● Ausgangstext
━━━━━━

Die Invasion der großen irakischen Stadt Mosul durch die sunnitische militante Gruppe ISIS (Islamic State of Iraq and Syria – islamischer Staat Irak und Syrien) brachte Reporter in den Vereinigten Staaten von Amerika dazu, sich an den Irakkrieg zu erinnern – und einmal mehr zu zeigen, wie sehr sie diesen tödlichen Konflikt in erster Linie aus dem Blickwinkel von amerikanischen Opfern und Leiden betrachten.

Auf ABC World News (10. Juni 2014) erklärte Martha Raddatz, dass „Mosul einst ein Brennpunkt war von Amerikas Kampf, um Frieden und Stabilität in dieses Land zu bringen.“ Man kann sich nur schwer vorstellen, dass viele Iraker an den Einmarsch in ihr Land als Bemühung denken werden, Frieden zu bringen, aber dieser Zugang ist für ABC nicht neu. Als Militante im Januar die Kontrolle über Fallujah übernahmen, sprach Terry Moran von ABC von „einem Jahrzehnt Krieg unter der Führung der Vereinigten Staaten von Amerika, um die Demokratie in den Irak einzupflanzen“ (Extra!, 2/14).

━━━━━━

● Aufgabenstellung a
Ersetze in den Quellzeilen „pretty-printed“ durch „indented“ und lass sonst alles unverändert. Gib nur den Abschnitt wieder, der bei der Zeile mit „Could you please identify the shadow“ beginnt und mit dem Ende der Zeilen aufhört.
Der Ausgangstext und die Zeilen haben inhaltlich nichts miteinander zu tun.

Quellzeilen
━━━━━━

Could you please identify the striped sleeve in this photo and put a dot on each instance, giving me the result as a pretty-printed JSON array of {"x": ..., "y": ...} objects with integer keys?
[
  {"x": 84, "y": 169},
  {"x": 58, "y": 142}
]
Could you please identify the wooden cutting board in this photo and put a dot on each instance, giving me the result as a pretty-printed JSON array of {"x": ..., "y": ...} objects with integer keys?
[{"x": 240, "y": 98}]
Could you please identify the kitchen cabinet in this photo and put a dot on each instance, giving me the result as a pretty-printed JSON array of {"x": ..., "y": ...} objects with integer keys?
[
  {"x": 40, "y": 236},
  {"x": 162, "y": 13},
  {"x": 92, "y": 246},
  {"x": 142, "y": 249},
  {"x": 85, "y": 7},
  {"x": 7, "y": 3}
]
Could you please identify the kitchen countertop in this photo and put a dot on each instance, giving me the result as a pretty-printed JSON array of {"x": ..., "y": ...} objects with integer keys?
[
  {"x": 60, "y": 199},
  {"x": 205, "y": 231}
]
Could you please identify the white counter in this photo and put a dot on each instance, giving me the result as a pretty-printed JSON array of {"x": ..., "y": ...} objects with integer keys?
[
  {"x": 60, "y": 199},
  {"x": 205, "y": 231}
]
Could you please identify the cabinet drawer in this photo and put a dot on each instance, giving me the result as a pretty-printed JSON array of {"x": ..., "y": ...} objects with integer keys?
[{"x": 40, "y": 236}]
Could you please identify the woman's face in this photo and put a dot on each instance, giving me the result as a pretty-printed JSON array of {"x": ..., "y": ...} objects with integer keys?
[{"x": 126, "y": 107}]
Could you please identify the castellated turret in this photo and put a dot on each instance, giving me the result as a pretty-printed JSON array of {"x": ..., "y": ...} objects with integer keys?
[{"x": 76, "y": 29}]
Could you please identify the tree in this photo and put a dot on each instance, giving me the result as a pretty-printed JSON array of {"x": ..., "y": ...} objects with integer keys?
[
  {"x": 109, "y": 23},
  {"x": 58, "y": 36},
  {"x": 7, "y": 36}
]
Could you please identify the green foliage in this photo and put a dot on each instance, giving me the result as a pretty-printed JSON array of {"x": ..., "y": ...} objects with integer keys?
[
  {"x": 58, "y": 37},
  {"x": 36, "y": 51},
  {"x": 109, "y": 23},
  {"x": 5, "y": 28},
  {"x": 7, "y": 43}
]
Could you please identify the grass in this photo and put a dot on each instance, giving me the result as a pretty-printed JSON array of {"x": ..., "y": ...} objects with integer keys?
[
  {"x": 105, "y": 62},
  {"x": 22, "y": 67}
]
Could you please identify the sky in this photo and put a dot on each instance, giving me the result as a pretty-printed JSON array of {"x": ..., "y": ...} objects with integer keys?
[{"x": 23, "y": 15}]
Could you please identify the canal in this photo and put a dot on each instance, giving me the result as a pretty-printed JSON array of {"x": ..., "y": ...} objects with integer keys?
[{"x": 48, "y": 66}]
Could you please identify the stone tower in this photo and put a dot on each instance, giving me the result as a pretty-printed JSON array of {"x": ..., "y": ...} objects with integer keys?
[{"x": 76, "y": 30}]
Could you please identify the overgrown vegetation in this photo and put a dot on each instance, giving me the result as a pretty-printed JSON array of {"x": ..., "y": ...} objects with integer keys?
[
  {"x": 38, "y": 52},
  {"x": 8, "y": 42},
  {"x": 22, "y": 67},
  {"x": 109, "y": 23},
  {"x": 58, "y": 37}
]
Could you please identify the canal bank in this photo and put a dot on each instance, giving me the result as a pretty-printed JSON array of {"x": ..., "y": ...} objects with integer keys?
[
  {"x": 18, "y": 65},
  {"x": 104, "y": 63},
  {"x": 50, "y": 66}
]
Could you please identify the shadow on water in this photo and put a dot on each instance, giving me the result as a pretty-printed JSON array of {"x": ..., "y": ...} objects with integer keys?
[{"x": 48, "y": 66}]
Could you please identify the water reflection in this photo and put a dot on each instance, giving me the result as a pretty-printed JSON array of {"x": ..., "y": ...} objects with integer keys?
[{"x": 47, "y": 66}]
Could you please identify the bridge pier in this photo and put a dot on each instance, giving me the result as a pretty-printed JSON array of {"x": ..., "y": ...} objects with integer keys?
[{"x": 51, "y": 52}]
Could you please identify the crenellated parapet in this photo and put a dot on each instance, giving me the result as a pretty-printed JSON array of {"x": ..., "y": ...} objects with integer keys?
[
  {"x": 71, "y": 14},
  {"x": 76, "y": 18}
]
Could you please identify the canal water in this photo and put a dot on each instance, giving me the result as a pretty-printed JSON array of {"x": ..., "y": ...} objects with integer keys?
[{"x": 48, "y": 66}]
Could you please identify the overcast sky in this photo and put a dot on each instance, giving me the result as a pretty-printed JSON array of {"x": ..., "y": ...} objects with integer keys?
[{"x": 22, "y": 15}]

━━━━━━

● Aufgabenstellung b
Setze den Text über die Irak-Berichterstattung amerikanischer Medien nach seinem letzten Satz fort.

● Lösung a
Could you please identify the shadow on water in this photo and put a dot on each instance, giving me the result as a indented JSON array of {"x": ..., "y": ...} objects with integer keys?
[{"x": 48, "y": 66}]
Could you please identify the water reflection in this photo and put a dot on each instance, giving me the result as a indented JSON array of {"x": ..., "y": ...} objects with integer keys?
[{"x": 47, "y": 66}]
Could you please identify the bridge pier in this photo and put a dot on each instance, giving me the result as a indented JSON array of {"x": ..., "y": ...} objects with integer keys?
[{"x": 51, "y": 52}]
Could you please identify the crenellated parapet in this photo and put a dot on each instance, giving me the result as a indented JSON array of {"x": ..., "y": ...} objects with integer keys?
[
  {"x": 71, "y": 14},
  {"x": 76, "y": 18}
]
Could you please identify the canal water in this photo and put a dot on each instance, giving me the result as a indented JSON array of {"x": ..., "y": ...} objects with integer keys?
[{"x": 48, "y": 66}]
Could you please identify the overcast sky in this photo and put a dot on each instance, giving me the result as a indented JSON array of {"x": ..., "y": ...} objects with integer keys?
[{"x": 22, "y": 15}]

● Lösung b
Raddatz fuhr fort darüber zu reden, wie mehr als 200 Amerikaner „ihr Leben gaben, um diese Stadt sicher zu machen,“ und dass Mosul „gerade die letzte Stadt ist, die außer Kontrolle gerät, nachdem sich die Vereinigten Staaten von Amerika zurückgezogen haben“ – was vermuten lassen könnte, dass die irakischen Städte in gutem Zustand waren, als sie von den Truppen der Vereinigten Staaten von Amerika besetzt waren.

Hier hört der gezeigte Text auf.